In a coordinated stab at one of higher education's most pressing problems, some of the country's largest university systems pledged Wednesday to cut in half the achievement gaps for minority and low-income students on their campuses over the next eight years.

The announcement comes at a time of deep concern that, from everyday undergraduates to the ranks of elite faculty, America's colleges and universities don't look much like the country as a whole.

That point also was underscored Wednesday by a new study tracking the representation of women and minority faculty in elite science departments, which found minorities are making little progress moving up the ranks. Women are faring noticeably better than five years ago, but still trail well behind men.

The 19 public university systems committed to halving by 2015 two key gaps separating low-income and minority students from others: the rates of attending college and of graduating.

Nationally, whites aged 25 to 29 are twice as likely as blacks and three times as likely as Hispanics to have a college degree. And by age 24, high-income students are eight times more likely to have a bachelor's degree than low-income ones.

''Our nation's fastest-growing populations are our nation's lowest achievers,'' said Tom Meredith, Mississippi's commission of higher education. ''So we agreed something had to be done.'' The plans are potentially important for several reasons.

They include the giant state university systems of California, Florida, New York as well as the City University of New York. Overall, the group educates about 2 million undergraduates and about one-third of the nation's low-income and minority four-year college students.

''If they're able to turn their system patterns around, it will have a massive impact,'' said Kati Haycock, president of The Education Trust, a Washington-based group that is partnering in the program.

The systems also have committed to holding themselves accountable by publicly reporting detailed data on their progress, including figures that generally have not been released, such as graduation rates for low-income students.

The question is whether the universities will go beyond the piecemeal approaches like summer recruiting and mentoring programs that have typified higher education's efforts to increase diversity so far. They insisted they would.

Acknowledging the K-12 system isn't entirely to blame, the systems said they would work together to wrestle with fundamental obstacles on their own campuses. Those include rising tuition and living costs, financial aid that is used to lure high-achieving students but doesn't get to the neediest, and reforming the giant, introductory courses where many students are lost.

College leaders added the effort has nothing to do with affirmative action, but rather with hard work to get college-ready students into and through college.

Plans for reaching the goal will vary from state to state. Louisiana, for instance, will work to improve high-demand courses and expand a tuition discount program that encourages students to stay enrolled as they get closer to a degree.

Exercise instructions: Reproduce the passage of the article on university achievement gaps word for word, from "The systems also" up to and including "students are lost.".

(Point annotation records)
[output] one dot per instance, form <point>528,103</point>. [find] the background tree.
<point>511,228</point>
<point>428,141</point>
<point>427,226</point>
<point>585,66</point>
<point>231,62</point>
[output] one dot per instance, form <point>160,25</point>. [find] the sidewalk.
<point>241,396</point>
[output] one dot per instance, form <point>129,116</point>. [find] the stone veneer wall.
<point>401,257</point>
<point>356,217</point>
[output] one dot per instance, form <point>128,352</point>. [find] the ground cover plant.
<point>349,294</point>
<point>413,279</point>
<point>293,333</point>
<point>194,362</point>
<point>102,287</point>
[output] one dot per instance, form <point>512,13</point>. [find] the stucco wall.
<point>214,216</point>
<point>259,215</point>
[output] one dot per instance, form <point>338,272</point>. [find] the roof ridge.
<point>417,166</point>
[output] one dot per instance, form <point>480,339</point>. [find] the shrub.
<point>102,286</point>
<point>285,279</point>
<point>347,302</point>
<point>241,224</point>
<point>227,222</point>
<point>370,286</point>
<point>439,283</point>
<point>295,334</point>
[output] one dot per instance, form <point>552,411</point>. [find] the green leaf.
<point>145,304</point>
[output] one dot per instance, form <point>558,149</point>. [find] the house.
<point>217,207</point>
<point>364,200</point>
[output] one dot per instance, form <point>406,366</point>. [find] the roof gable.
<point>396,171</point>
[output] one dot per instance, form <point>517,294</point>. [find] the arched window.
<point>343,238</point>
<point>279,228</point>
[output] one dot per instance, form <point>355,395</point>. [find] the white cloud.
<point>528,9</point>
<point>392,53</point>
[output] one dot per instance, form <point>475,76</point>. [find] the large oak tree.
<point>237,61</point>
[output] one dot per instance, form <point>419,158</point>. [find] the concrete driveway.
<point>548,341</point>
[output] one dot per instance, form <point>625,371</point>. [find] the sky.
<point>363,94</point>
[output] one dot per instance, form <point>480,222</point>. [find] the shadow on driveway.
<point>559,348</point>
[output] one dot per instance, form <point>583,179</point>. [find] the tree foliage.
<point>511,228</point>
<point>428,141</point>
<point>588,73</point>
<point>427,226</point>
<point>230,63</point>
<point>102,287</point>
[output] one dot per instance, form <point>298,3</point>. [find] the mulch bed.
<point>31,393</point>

Output below:
The systems also have committed to holding themselves accountable by publicly reporting detailed data on their progress, including figures that generally have not been released, such as graduation rates for low-income students.

The question is whether the universities will go beyond the piecemeal approaches like summer recruiting and mentoring programs that have typified higher education's efforts to increase diversity so far. They insisted they would.

Acknowledging the K-12 system isn't entirely to blame, the systems said they would work together to wrestle with fundamental obstacles on their own campuses. Those include rising tuition and living costs, financial aid that is used to lure high-achieving students but doesn't get to the neediest, and reforming the giant, introductory courses where many students are lost.